* [DIRECTIONS FOR THIS TASK]: Where "black" appears in a line of the entries below, that line should be copied.

[Referring expression pointing data]
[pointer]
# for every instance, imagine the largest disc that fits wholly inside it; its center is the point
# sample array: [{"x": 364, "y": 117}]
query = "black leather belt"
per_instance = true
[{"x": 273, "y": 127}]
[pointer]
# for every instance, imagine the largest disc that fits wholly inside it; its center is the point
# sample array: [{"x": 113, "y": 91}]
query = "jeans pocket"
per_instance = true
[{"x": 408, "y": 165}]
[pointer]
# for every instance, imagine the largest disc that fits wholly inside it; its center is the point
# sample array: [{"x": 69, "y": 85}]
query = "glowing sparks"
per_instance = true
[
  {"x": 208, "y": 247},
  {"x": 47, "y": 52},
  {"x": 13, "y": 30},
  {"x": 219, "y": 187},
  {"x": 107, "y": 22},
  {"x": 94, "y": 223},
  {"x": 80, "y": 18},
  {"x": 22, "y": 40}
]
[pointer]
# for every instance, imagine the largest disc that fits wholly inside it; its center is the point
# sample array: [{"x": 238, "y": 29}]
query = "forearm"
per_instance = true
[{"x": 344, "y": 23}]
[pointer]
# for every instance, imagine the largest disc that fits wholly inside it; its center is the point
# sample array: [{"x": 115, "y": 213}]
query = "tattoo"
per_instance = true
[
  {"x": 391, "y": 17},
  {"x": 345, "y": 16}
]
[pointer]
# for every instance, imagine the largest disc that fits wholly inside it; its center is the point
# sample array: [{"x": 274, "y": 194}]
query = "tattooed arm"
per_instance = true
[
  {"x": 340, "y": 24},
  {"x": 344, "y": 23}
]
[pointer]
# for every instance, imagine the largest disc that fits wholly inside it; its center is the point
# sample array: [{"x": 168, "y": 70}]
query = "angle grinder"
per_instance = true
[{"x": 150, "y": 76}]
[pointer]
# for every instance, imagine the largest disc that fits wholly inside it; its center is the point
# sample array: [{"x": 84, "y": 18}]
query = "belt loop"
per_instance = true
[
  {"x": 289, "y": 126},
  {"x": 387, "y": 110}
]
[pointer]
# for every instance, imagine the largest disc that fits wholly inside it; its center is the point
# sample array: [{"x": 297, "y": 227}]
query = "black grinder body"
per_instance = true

* [REPLY TO THE EXERCISE]:
query = "black leather belt"
query = "black grinder body"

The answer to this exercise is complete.